**CONSIGNES ET EXERCICES**
- 1) Dans le commentaire sur Rilke, pourquoi la traduction « effroyable » est-elle préférée à « effrayant » ? Répondez en une à trois phrases.
- 2) Poursuivez le commentaire sur Rilke après sa dernière phrase.

**TEXTE PROPOSÉ**
###

Puissance et tremblé du poème (1)
Rilke : La première page des "Elégies de Duino"
Qui, si je criais, m’entendrait depuis les hiérarchies
des Anges ? Et quand bien même l’un d’eux soudain
me prendrait sur son cœur : je mourrais
du fait de sa trop forte présence. Car le beau n’est
que le commencement du terrible ; à peine nous le supportons-nous
et nous ne l’admirons tant que parce qu’il néglige
de nous détruire. Tout ange est effroyable.
Je me contiens et je refoule le cri d’appel
d’un obscur sanglot.
Rilke, à ce qu’il en a dit, préoccupé par la rédaction d’une lettre relative à sa séparation d’avec Clara, était sorti. Dans le tumulte de l’orage, des mots, d’autres mots que ceux qui répondaient à son souci, s’imposent à lui et constitueront le départ du poème. Il n’y va de rien de moins que d’une rencontre avec l’Ange. Surgissement terrible, poignant pourtant et si capital qu’il se retrouve, avec des mots semblables, dans la seconde Elégie : Tout Ange est effoyable / Pourtant – malheur à moi – je vous invoque, oiseaux presque mortels de l’âme…
Au départ, un cri. Celui du poète qui dit je. Puis l’éventualité d’une arrivée foudroyante, ce magnifique surgissement de l’Ange, figure mythique, bientôt sertie dans le drame impliqué par la rencontre de l’homme et de ce qui le déborde. Un Ange, donc, dont l’arrivée provoque l’effroi. Alles Angel ist schrecklich ! Tout ange est effrayant : Ou Tout ange est effroyable, et j’avoue que bien que je reste attachée à la traduction de J.F. Angelloz, je préfère, à effrayant, effroyable qui claque davantage. Quoi qu’il en soit, cet effroi, affirmativement posé, prend ici force de loi. Voilà pour le surgissement. Voilà pour la tempête et pour l’inspiration.

###

**EXTRAITS DES LIGNES**
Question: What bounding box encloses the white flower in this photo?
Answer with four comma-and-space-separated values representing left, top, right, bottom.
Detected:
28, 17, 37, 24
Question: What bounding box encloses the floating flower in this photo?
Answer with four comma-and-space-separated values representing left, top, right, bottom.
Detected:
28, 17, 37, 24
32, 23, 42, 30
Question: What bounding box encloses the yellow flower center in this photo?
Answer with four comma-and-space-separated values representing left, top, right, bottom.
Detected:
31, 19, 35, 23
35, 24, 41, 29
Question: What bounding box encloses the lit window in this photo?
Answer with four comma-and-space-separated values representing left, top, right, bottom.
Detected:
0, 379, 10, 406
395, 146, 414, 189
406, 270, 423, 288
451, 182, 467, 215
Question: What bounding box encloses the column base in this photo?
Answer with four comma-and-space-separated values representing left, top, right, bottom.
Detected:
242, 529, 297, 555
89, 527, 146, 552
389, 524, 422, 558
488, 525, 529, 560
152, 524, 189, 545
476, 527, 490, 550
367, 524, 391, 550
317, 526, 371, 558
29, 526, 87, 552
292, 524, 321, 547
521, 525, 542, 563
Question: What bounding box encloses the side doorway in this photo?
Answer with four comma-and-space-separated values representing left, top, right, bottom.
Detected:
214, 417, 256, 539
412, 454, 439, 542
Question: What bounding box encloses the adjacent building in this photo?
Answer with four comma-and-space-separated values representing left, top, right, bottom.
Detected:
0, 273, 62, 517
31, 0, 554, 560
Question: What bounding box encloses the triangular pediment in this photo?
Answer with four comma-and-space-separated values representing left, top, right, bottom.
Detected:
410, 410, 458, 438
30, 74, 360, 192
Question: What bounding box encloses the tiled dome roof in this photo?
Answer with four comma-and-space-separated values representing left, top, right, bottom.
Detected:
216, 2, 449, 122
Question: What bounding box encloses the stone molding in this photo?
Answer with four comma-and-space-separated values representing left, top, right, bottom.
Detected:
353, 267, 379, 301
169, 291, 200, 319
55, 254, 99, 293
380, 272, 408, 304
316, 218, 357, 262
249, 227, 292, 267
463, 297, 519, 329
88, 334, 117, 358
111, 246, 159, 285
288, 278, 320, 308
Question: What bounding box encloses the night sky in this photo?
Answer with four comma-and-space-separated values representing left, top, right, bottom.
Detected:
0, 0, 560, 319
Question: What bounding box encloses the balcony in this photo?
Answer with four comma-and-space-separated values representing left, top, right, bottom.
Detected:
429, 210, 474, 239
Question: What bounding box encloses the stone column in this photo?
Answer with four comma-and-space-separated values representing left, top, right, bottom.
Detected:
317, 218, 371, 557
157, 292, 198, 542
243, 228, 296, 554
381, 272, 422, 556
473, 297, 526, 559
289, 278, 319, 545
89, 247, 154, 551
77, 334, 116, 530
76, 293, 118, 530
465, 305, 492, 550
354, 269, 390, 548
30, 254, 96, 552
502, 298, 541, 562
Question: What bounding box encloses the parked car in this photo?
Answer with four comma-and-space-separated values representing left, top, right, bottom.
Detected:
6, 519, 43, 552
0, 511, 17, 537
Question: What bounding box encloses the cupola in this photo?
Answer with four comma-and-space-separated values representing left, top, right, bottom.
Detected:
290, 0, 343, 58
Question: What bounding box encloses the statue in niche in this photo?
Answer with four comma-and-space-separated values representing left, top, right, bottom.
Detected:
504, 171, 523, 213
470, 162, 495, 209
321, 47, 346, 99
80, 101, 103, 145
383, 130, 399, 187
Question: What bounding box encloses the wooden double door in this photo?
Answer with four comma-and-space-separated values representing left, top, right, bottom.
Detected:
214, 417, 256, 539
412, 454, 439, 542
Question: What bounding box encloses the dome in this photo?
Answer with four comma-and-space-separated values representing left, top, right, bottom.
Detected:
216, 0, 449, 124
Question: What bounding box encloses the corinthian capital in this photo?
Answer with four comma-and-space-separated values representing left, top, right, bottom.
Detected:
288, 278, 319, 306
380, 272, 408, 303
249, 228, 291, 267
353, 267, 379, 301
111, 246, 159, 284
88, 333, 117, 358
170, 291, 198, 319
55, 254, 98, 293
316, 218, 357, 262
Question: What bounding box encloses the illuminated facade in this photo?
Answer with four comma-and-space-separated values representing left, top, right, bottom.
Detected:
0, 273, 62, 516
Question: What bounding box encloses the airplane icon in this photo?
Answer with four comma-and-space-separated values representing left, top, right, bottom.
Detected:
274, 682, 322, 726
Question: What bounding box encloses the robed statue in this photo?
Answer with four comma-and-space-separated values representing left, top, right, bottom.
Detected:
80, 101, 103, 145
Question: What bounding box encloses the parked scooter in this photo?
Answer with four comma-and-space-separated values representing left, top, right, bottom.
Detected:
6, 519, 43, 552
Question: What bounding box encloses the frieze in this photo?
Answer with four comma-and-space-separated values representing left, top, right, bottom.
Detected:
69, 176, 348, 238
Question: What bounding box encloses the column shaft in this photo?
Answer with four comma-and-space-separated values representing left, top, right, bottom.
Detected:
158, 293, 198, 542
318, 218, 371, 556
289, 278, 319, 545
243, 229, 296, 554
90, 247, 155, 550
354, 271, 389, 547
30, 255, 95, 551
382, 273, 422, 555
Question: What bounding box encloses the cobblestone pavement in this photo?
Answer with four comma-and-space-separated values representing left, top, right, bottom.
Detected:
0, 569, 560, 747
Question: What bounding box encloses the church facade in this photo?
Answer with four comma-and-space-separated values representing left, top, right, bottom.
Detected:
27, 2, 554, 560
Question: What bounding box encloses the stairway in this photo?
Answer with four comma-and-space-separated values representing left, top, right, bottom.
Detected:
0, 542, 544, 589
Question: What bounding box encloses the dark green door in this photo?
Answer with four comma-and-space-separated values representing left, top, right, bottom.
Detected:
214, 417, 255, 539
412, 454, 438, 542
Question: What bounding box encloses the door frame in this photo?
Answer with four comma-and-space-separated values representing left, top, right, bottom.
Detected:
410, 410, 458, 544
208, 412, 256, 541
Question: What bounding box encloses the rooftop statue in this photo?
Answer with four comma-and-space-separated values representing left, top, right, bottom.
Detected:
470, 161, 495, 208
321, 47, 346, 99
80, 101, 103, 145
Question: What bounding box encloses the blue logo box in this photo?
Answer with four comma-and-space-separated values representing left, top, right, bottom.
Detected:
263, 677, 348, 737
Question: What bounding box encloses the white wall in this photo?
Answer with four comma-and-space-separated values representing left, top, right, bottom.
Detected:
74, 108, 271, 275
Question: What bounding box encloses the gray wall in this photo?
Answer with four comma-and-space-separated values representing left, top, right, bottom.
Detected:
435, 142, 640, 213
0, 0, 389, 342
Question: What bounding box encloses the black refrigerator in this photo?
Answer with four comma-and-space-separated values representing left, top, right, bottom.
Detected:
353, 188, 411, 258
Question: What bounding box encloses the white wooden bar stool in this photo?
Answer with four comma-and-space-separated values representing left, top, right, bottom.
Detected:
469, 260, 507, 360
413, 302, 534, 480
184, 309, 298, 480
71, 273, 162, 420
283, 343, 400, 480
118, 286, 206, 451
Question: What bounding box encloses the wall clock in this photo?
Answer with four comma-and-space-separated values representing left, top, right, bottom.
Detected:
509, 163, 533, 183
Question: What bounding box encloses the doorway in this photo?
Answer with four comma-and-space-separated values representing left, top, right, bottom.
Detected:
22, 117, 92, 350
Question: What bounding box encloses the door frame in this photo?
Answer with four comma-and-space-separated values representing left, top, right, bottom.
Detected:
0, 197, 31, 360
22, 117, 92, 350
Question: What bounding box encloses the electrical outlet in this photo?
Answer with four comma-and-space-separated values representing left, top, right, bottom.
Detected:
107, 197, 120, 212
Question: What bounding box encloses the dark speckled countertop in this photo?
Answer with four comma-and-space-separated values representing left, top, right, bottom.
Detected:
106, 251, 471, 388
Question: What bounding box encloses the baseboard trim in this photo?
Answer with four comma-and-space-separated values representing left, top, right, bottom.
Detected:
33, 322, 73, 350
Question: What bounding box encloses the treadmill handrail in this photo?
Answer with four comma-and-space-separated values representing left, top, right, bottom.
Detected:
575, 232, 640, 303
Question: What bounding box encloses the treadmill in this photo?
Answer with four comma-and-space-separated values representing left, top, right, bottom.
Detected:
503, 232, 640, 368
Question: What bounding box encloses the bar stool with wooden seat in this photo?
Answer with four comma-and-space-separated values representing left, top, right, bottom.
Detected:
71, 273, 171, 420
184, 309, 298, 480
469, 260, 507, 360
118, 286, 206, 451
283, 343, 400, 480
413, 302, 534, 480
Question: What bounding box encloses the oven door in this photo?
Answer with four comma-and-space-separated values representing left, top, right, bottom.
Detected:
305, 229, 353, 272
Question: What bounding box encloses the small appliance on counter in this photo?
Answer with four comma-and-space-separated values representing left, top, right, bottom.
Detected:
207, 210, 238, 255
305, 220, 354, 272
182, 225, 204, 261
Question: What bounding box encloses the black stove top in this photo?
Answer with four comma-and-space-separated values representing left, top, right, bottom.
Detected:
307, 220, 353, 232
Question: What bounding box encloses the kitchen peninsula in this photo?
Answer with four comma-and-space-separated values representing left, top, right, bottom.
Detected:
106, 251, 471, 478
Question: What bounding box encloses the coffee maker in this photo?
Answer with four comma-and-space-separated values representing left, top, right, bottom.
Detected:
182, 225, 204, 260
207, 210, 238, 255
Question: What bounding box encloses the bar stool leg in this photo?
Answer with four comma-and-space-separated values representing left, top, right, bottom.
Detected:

###

**CORRIGÉ**
- 1) « Effroyable » est préféré parce qu'il claque davantage que « effrayant ». Cette préférence tient même si l'attachement à la traduction de J.F. Angelloz demeure.

- 2)
On l’oublie trop souvent, tant ce surgissement a de force, l’homme était présent dans le poème dès avant l’arrivée de l’ange. Sans qu’on le remarque forcément, il occupait dès son troisième mot le champ de l’élégie, où il paraît comme celui qui ose dire je et se figure dans l’élan d’une rencontre, dans l’initiative de son appel et de son cri, dans l’aveu de son besoin… Alors le drame est en place. Un drame. Un mythe, et l’affrontement qu’il suppose. L’homme et ce qui le dépasse. Pas d’évocation ici de la délicatesse de cœur d’un ange subtilement maquillé en jeune garçon, comme ce sera plus tard le cas dans l’Elégie suivante, lorsque Raphaël se déguise en jeune homme pour ne pas effaroucher le jeune Tobie (Jüngling für den Jûngling, jeune homme aux yeux du jeune homme). Pas non plus l’exquise familiarité d’un au-delà consentant à la mesure de l’homme et de ce monde (L’enfant et l’ange partirent devant, le chien suivait derrière, disait la Bible à ce propos). Non, ici, doivent s’affronter jusqu’à la démesure, l’homme qui crie la nudité de son besoin de dépassement et la figure lointaine venue du haut des Hiérarchies. Ainsi les trois premiers vers du poème vous jettent-ils au visage tout le fracas de cette dissymétrie.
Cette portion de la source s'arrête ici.